- _Your objective_: Look at the entries below and reproduce them exactly.

Object location annotation data
....
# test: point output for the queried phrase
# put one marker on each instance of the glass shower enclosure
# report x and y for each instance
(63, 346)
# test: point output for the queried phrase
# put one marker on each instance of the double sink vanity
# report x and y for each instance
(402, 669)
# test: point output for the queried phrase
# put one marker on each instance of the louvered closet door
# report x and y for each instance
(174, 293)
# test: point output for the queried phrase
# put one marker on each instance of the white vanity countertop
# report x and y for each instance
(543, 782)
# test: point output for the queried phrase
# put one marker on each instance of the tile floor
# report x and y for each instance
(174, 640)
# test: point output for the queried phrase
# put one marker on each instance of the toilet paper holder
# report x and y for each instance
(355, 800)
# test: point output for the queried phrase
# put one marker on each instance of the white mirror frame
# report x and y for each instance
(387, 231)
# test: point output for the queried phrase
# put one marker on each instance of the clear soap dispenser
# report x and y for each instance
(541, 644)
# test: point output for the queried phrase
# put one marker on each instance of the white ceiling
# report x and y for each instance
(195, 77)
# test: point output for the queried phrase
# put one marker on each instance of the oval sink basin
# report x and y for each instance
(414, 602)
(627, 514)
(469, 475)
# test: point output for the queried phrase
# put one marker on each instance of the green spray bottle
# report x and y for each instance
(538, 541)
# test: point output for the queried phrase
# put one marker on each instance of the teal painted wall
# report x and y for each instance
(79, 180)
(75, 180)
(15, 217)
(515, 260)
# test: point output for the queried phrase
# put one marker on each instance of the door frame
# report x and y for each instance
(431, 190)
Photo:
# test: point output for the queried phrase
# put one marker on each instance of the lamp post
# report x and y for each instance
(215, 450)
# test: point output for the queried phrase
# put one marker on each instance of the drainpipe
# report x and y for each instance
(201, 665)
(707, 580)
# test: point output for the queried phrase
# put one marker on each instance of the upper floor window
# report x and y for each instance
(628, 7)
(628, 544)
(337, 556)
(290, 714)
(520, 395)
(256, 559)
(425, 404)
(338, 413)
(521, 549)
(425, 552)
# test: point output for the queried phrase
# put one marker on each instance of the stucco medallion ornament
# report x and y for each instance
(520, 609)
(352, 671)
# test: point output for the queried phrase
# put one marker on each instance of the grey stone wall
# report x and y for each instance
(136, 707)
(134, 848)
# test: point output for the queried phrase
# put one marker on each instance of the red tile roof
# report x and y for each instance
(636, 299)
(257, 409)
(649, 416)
....
- _Completed exercise_:
# test: point output for the queried phrase
# put one marker on each instance of the glass shower enclosure
# report x and y for each instance
(63, 346)
# test: point output for the queried phrase
# put one marker on each instance of the double sink vanity
# report x and y for each instance
(402, 669)
# test: point output for the queried phrase
# put one marker on each instance of the louvered closet door
# report x and y for each instance
(174, 293)
# test: point output for the queried phrase
# put one marker on each instance of the white vanity countertop
# report x and y for each instance
(543, 782)
# test: point output for the queried phrase
# put one marker on each instance of the tile floor
# report x and y for each instance
(174, 640)
# test: point output for the queried phrase
# put one marker on each instance of the toilet paper holder
# report x and y for each instance
(355, 800)
# test: point output for the queried phrase
# put one marker on each instance of the white mirror frame
# report x and y for each instance
(387, 231)
# test: point output for the queried phrase
# put one marker on each instance of the clear soap dispenser
# report x and y for each instance
(541, 644)
# test: point output for the queried phrase
# put one marker on each instance of the white ceiling
# report x and y for each instance
(195, 77)
# test: point output for the queried phrase
# put one marker on each instance of the oval sink basin
# report x and y for each instance
(414, 602)
(627, 514)
(469, 475)
# test: point output for the queried phrase
# put one marker on each instance of the green spray bottle
# report x and y for each instance
(538, 541)
# test: point output for the queried phrase
# put one marker on each instance of the teal painted wall
# report x and y for each instance
(79, 180)
(75, 180)
(15, 217)
(515, 260)
# test: point output for the queried phrase
# put one marker on each instance of the door frame
# report x and y for each instance
(431, 190)
Photo:
# test: point output for the queried phrase
# put one marker on each instance of the lamp post
# report x and y for each instance
(215, 450)
# test: point output for the queried phrase
# put one marker on each instance of the drainpipe
# report x and y for each instance
(201, 665)
(707, 580)
# test: point output for the queried phrase
# put one marker on each instance of the upper floor window
# report x and y for each instance
(628, 7)
(628, 544)
(337, 556)
(290, 714)
(520, 395)
(256, 559)
(425, 404)
(338, 413)
(521, 549)
(425, 552)
# test: point output for the queried phrase
# put one marker on each instance of the stucco medallion ornament
# report x and y for each instance
(520, 609)
(352, 671)
# test: point output for the queried phrase
# put one marker on each instance of the grey stone wall
# report x and y for each instance
(136, 707)
(134, 848)
# test: point output for the queried phrase
# put one marker on each instance of the red tile roof
# report x and y for each instance
(636, 299)
(257, 409)
(649, 416)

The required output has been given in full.